====== DOCUMENT SECTION ======

Tuesday of First Week in Lent 2025
Human beings are made in the image and likeness of God, as Genesis teaches, but our mental image of God, if we try to make one, is corrupted by our experience of other people. When the Greeks envisioned their so-called gods, they tended to be a lot more powerful than even the strongest human, but a great deal more wicked in their dealings with humans and even other “gods.” You can check out Greek or Roman mythology for examples.
In the passage just before the one from Isaiah we just heard, God, speaking through Isaiah, tells us that His divine thoughts are not like our human thoughts, and His ways are not like our ways. Heaven, imagined as God’s abode, is high above earth. Just like that, God’s purpose and actions, His “ways” are higher than ours. That means they are so much better that they redefine the meaning of the word “better.” And if you want an example, consider that the Son of God emptied Himself of His glory to take on human nature—yours and mine—and not only to show us Himself as the best version of humanness, but to die in our stead so that we could be raised to divine status. As Pope Benedict taught, God loved us to His own detriment, subjecting His all-holy divinity to buffeting, spitting and unjust murder. That was all to our good, so that in Him, and with Him, we could rise and ascend to the highest state, union with the Trinity forever.
As King David said in today’s psalm, “when the righteous cry for help, the LORD hears and delivers them out of all their troubles.” When we are broken-hearted, He can heal us with the mercy from His Sacred Heart.

====== PROVIDED RECORDS ======

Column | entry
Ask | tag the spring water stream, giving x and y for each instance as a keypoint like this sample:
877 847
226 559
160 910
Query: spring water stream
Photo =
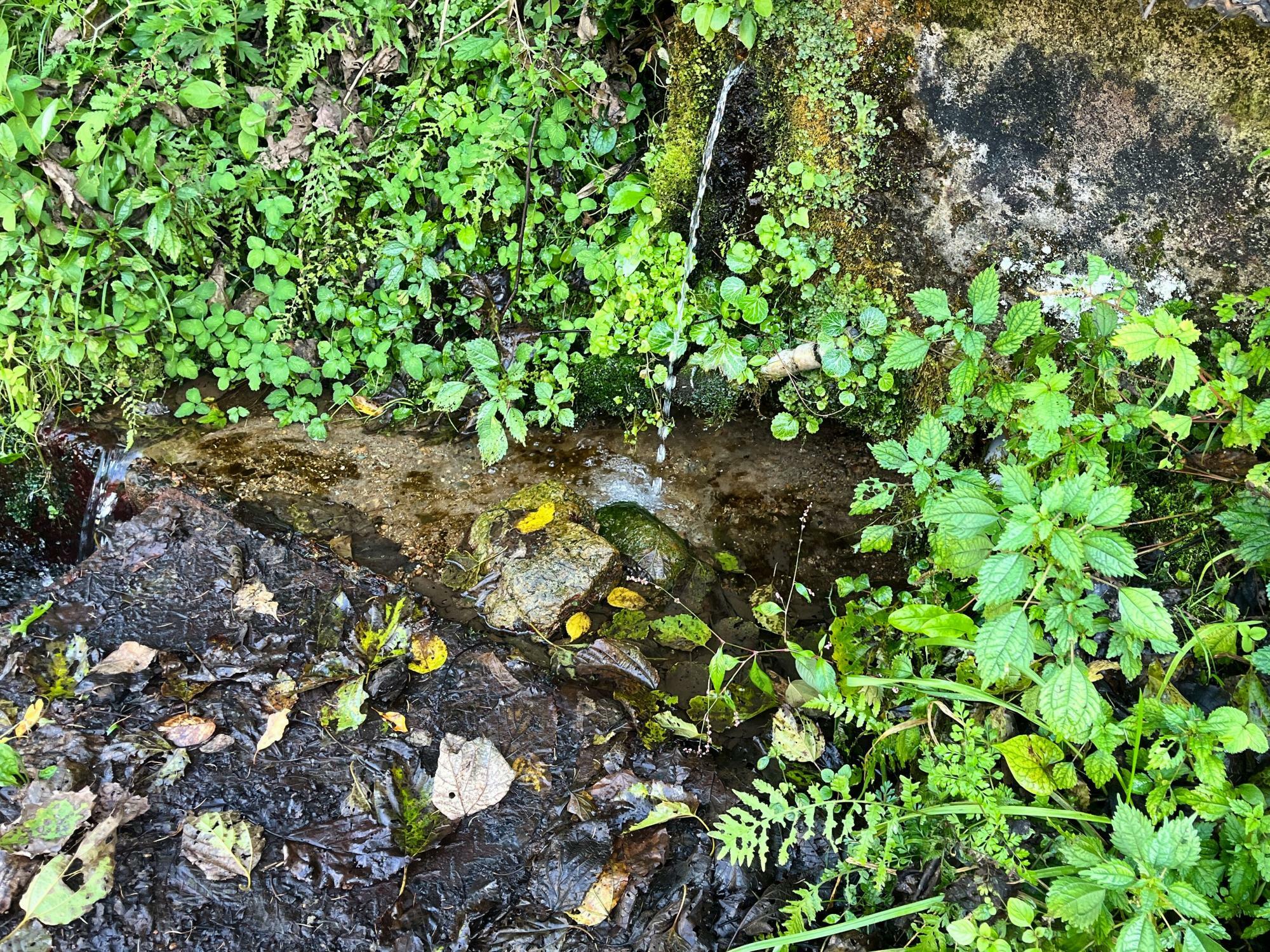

======

* **USING THE INFORMATION**
- a) Answer each of these questions from the Lenten homily, one answer per line, marked (i), (ii) and (iii) like the questions.
(i) What does the homily say Genesis teaches about human beings?
(ii) In the homily, where is heaven, imagined as God's abode, placed?
(iii) Who said "when the righteous cry for help, the LORD hears and delivers them out of all their troubles"?
- b) Write the next few sentences of the Lenten homily, starting after its final sentence.
The dataset items play no part in the work that comes next.

* **RESPONSES TO THE TASKS**
- a)
(i) Human beings are made in the image and likeness of God.
(ii) High above earth.
(iii) King David, in today's psalm.

- b)
Thus, when the disciples asked the Lord Jesus how they should pray, He taught them the prayer we know as the “Lord’s prayer” or the “Our Father.” This prayer is a crucial component of the forgiveness given by God for our sins. Our biggest fear as unredeemed humans is the fear of death, and Jesus wants to relieve all of us of that fear. Being incorporated into His mystical Body through faith and the sacraments makes that happen, because Jesus’s death and resurrection and ascension is ours. There’s a catch, however, and that’s easy to read but not so easy to live. We must forgive anyone who has offended us: “if you forgive men their trespasses, your heavenly Father also will forgive you; but if you do not forgive men their trespasses, neither will your Father forgive your trespasses.”
Praised be God. He will always give us the grace to accomplish anything He requires. The gift of forgiveness, even of our enemies, is ours for the asking.
Let me suggest an approach: take a forgiveness tour in your mind, and as far as possible, to the faces of those who have hurt you in some way. Start off with the easiest person, maybe somebody who hurt you just a little. Day by day, whittle that list until you get to the ones who have really injured you, maybe even physically, but certainly in your heart. Ask Christ for the grace to do it, and make the list disappear.
One last thing to remember. You recall every hurt; that is a function of your sensitivity. The injuring party very likely won’t remember doing anything to you. So if all you can do is mentally imagine them before you, go ahead and say quietly, “I forgive you.” That can only do good for your soul and then thank God for the grace you received.